◆ **Description of the task**
Read the lines below, and copy any that contain the string "gravel".
*** Information
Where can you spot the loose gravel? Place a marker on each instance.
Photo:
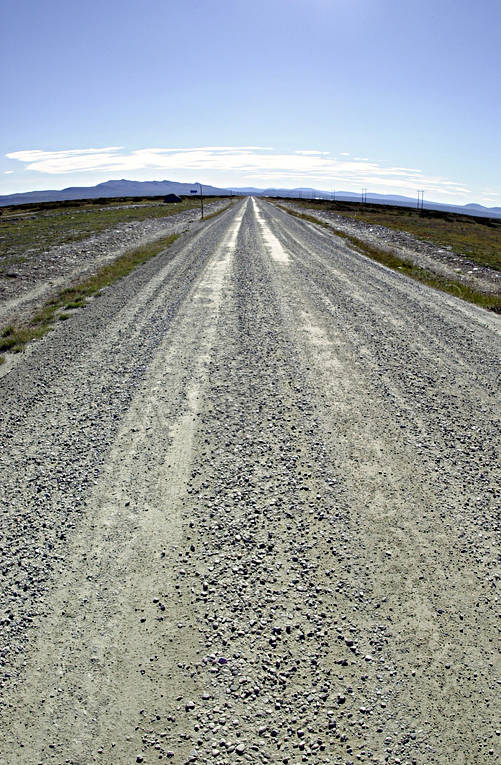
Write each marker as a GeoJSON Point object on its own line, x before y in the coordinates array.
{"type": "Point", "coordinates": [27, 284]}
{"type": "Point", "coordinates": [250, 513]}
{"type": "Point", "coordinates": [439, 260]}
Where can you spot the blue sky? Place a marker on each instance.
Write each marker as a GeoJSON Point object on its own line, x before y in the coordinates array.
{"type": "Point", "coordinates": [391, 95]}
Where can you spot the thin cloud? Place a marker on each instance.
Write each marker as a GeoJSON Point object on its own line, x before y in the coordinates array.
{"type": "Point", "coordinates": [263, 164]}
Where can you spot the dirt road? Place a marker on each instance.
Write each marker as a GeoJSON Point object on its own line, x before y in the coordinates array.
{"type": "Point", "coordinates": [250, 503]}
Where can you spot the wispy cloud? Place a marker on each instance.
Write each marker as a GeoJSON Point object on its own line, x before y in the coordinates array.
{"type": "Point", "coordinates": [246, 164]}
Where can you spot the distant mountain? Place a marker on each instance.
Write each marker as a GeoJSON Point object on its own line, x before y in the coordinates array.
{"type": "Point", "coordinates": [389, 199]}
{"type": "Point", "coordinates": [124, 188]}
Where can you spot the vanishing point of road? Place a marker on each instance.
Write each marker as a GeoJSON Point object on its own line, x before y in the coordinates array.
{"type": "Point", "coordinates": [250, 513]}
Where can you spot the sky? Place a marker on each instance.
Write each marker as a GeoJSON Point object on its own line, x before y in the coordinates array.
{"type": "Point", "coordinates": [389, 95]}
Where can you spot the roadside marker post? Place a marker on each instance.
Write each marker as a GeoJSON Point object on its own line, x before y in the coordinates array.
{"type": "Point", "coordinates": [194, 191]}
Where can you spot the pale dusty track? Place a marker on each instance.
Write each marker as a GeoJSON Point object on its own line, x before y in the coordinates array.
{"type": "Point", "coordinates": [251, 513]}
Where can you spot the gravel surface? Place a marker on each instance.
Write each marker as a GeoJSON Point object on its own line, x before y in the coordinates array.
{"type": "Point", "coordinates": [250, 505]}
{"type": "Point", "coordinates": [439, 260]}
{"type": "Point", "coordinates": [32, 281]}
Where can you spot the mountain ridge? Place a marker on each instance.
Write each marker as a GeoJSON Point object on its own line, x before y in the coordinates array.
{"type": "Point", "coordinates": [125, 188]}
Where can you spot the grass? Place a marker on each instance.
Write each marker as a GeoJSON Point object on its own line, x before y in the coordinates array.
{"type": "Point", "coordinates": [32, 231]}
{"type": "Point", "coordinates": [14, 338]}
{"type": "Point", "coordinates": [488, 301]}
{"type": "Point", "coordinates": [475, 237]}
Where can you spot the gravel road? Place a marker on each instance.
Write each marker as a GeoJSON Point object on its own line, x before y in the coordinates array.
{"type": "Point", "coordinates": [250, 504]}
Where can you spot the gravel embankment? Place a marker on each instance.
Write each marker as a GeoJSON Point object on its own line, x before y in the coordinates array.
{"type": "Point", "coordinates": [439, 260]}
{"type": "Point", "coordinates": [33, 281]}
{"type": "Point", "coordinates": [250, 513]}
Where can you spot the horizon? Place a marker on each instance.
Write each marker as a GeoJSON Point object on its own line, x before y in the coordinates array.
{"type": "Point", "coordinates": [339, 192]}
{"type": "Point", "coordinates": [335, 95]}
******
◆ **Response to the exercise**
Where can you spot the loose gravel? Place a marker on each instance.
Where can you spot the gravel surface? Place a marker on each instance.
Where can you spot the gravel road? Place a marker on each instance.
Where can you spot the gravel embankment? Place a marker on each instance.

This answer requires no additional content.